**DOCUMENT:**
################
Three months ago I visited a medium, which I’m not normally in the habit of doing.
I neither believe nor disbelieve in an individual’s power to know about me or my family members who are living or who have passed on. I was, however, open to the experience, without feeling the need to test this medium or her knowledge of me.
But this post isn’t about mediums. Today I’m sharing about acquiring a personal freedom I never dreamed possible, especially at this late stage in my life.
It Has to Do With My Mother
As most of you know, the relationship with my mother was strained at best and devastatingly destructive at worst throughout my childhood.
Even though, for the most part, I got beyond this difficult relationship, I was surprised to experience a sense of relief and even joy when my mother passed nearly seventeen years ago. No longer would my life be clouded by this hyper-critical and negative person.
Lots of my friends warned me that while I’d initially be relieved of her being gone, I’d eventually succumb to overwhelming unhappiness at the unsatisfactory nature of our relationship. But they were wrong. Throughout the years I was quite content to not have my mother’s harshness and criticism in my life.
################
**WHAT IS REQUIRED:** Copy the post from the sentence starting with "I neither believe" through the words "and negative person.", and swap "hyper-critical" for "overbearing" along the way.

[Object position labeling entries]
################
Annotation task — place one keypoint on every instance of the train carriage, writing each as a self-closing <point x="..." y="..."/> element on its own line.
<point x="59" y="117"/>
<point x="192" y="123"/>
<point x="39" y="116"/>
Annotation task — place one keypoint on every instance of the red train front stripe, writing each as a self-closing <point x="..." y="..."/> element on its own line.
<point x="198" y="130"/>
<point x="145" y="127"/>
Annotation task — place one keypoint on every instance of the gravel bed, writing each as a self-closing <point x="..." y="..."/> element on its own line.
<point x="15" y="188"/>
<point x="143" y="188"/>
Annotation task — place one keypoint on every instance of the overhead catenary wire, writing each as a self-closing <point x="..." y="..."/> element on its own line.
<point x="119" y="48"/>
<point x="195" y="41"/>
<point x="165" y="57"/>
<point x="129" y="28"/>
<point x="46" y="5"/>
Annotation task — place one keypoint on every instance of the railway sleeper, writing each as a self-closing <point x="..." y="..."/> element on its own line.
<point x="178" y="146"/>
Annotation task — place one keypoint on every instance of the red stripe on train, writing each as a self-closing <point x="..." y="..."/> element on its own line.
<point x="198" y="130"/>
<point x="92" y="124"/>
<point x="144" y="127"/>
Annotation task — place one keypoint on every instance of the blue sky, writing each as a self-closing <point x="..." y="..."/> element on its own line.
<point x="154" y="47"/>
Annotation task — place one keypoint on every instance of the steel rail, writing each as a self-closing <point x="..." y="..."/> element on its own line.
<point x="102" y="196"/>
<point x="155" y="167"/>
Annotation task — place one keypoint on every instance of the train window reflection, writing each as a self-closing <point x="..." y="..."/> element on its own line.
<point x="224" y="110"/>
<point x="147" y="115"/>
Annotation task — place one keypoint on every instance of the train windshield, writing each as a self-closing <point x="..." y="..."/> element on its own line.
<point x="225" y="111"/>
################
**WRITTEN RESPONSE:**
I neither believe nor disbelieve in an individual’s power to know about me or my family members who are living or who have passed on. I was, however, open to the experience, without feeling the need to test this medium or her knowledge of me.
But this post isn’t about mediums. Today I’m sharing about acquiring a personal freedom I never dreamed possible, especially at this late stage in my life.
It Has to Do With My Mother
As most of you know, the relationship with my mother was strained at best and devastatingly destructive at worst throughout my childhood.
Even though, for the most part, I got beyond this difficult relationship, I was surprised to experience a sense of relief and even joy when my mother passed nearly seventeen years ago. No longer would my life be clouded by this overbearing and negative person.